> _DATA SUPPLIED_
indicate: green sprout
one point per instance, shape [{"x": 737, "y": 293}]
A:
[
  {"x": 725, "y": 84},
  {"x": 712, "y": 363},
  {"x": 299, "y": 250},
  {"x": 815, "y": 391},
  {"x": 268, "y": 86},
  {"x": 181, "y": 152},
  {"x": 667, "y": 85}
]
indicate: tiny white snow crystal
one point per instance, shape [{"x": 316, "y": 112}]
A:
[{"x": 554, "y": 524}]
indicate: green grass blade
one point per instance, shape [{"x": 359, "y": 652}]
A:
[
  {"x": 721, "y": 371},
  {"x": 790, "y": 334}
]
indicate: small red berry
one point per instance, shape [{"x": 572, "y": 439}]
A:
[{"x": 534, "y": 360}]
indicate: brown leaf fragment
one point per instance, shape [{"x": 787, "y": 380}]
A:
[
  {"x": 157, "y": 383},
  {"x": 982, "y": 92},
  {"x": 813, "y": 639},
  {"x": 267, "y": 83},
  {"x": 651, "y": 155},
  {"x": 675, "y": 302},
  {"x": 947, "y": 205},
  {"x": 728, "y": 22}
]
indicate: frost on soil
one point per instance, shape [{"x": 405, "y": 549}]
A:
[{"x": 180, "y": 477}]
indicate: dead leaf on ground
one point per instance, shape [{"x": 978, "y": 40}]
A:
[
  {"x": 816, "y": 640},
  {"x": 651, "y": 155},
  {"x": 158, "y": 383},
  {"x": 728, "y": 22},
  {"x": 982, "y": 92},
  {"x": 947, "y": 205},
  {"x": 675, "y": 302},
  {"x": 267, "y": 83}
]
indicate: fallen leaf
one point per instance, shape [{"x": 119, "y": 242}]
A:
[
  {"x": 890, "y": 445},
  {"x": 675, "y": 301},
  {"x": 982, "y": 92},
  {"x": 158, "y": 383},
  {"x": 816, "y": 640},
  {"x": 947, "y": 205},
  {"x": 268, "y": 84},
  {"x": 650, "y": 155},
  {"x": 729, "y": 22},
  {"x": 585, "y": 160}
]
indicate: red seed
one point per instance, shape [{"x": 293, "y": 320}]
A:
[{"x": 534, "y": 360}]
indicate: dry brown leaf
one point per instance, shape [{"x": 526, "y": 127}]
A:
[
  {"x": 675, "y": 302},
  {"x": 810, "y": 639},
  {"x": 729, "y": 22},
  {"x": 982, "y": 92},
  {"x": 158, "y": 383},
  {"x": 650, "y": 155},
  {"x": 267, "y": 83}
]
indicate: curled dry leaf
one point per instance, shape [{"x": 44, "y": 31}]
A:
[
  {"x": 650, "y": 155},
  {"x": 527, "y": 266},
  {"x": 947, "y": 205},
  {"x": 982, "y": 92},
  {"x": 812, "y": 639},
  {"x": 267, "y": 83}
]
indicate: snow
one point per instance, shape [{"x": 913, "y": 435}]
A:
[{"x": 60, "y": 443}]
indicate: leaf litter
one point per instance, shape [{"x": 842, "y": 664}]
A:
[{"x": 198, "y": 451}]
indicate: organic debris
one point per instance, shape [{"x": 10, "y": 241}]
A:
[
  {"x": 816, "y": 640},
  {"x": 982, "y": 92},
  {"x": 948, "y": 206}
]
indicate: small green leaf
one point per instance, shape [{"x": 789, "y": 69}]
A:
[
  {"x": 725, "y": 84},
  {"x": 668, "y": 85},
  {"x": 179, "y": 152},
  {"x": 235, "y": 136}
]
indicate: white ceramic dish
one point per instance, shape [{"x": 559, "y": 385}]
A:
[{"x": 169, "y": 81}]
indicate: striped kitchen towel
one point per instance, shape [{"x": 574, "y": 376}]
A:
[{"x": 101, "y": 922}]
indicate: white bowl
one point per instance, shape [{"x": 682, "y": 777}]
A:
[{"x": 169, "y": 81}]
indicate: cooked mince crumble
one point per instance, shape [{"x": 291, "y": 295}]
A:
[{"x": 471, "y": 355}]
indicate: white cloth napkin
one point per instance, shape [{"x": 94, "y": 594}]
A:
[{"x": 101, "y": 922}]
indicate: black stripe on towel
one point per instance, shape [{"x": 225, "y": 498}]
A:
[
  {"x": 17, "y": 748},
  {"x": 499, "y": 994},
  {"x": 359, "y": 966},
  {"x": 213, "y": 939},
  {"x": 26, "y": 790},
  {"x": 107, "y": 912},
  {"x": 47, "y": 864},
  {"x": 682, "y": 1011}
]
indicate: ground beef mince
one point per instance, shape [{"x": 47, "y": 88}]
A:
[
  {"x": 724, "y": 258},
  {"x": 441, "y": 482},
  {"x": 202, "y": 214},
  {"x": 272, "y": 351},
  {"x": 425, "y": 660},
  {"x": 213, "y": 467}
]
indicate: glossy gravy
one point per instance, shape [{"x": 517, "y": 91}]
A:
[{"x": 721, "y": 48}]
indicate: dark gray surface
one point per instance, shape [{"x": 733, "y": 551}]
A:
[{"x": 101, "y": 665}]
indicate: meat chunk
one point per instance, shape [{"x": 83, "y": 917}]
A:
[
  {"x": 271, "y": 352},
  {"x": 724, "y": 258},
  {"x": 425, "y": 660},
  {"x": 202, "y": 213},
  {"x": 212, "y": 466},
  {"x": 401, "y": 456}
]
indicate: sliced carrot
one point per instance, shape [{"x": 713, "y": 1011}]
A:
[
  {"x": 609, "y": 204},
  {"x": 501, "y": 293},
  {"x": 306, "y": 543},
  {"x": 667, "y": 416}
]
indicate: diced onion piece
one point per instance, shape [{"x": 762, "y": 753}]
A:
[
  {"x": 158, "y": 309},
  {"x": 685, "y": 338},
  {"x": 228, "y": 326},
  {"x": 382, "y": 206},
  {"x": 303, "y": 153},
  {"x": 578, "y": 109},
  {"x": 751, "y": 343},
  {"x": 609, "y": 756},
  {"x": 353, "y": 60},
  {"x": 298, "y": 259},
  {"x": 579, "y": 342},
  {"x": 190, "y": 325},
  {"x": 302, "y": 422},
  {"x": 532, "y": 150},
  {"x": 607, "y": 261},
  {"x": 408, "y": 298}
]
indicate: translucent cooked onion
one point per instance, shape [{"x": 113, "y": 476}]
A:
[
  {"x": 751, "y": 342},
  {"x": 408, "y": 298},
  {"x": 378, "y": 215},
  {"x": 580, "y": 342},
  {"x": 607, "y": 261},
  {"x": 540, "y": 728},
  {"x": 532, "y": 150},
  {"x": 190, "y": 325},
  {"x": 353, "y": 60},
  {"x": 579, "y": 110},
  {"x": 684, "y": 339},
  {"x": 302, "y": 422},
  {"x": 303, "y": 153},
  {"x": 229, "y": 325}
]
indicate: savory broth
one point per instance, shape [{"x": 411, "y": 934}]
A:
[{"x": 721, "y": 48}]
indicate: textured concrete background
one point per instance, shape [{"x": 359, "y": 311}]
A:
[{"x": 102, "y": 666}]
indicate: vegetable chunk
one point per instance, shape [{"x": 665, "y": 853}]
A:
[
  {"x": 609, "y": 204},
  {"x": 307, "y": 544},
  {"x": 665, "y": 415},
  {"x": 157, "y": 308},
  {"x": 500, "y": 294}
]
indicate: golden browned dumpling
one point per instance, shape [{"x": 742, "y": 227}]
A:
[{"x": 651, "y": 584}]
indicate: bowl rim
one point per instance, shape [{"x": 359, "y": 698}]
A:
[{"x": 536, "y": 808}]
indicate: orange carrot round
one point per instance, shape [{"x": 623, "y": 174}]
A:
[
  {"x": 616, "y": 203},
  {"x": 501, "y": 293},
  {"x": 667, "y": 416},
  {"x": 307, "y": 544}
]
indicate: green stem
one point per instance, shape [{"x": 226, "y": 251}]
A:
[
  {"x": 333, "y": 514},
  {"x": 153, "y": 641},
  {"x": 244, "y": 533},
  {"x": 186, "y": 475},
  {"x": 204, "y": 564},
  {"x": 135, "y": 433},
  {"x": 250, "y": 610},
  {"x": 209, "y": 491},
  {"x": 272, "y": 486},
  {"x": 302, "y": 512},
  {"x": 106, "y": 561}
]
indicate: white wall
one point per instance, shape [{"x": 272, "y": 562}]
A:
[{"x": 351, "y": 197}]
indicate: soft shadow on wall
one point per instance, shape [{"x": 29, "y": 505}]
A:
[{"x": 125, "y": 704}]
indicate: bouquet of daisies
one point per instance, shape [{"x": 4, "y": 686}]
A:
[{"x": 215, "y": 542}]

> _TASK DETAILS_
Starting with the line that contains "indicate: translucent cooked onion", output every line through the end of the listing above, unchanged.

> _THE ANSWER_
indicate: translucent cooked onion
one point per instance, shape [{"x": 113, "y": 476}]
A:
[
  {"x": 751, "y": 342},
  {"x": 408, "y": 298},
  {"x": 378, "y": 215},
  {"x": 580, "y": 342},
  {"x": 607, "y": 261},
  {"x": 540, "y": 728},
  {"x": 532, "y": 150},
  {"x": 190, "y": 325},
  {"x": 353, "y": 60},
  {"x": 579, "y": 110},
  {"x": 684, "y": 339},
  {"x": 302, "y": 422},
  {"x": 303, "y": 153},
  {"x": 229, "y": 325}
]
indicate: savory broth
one point per instance, shape [{"x": 411, "y": 934}]
A:
[{"x": 721, "y": 48}]
indicate: textured concrete background
one point per instance, shape [{"x": 359, "y": 311}]
A:
[{"x": 102, "y": 666}]
indicate: vegetable chunk
one point per instance, shape [{"x": 665, "y": 853}]
A:
[
  {"x": 609, "y": 204},
  {"x": 307, "y": 544},
  {"x": 665, "y": 415},
  {"x": 157, "y": 308},
  {"x": 500, "y": 294}
]
indicate: golden browned dumpling
one point per instance, shape [{"x": 742, "y": 227}]
A:
[{"x": 651, "y": 584}]
indicate: bowl rim
one point per instance, shape [{"x": 359, "y": 698}]
A:
[{"x": 536, "y": 808}]
indicate: orange carrot round
one point per instance, shape [{"x": 623, "y": 174}]
A:
[
  {"x": 616, "y": 203},
  {"x": 501, "y": 293},
  {"x": 667, "y": 416},
  {"x": 307, "y": 544}
]
indicate: green stem
one point per instance, shape [{"x": 226, "y": 251}]
A:
[
  {"x": 333, "y": 514},
  {"x": 153, "y": 641},
  {"x": 244, "y": 533},
  {"x": 186, "y": 475},
  {"x": 204, "y": 564},
  {"x": 135, "y": 433},
  {"x": 250, "y": 610},
  {"x": 209, "y": 491},
  {"x": 272, "y": 486},
  {"x": 302, "y": 512},
  {"x": 106, "y": 561}
]
indicate: white wall
one point per instance, shape [{"x": 272, "y": 562}]
A:
[{"x": 351, "y": 197}]
indicate: soft shadow on wall
one point per instance, shape [{"x": 29, "y": 505}]
A:
[{"x": 125, "y": 704}]
indicate: bouquet of daisies
one point per instance, shape [{"x": 4, "y": 686}]
A:
[{"x": 215, "y": 542}]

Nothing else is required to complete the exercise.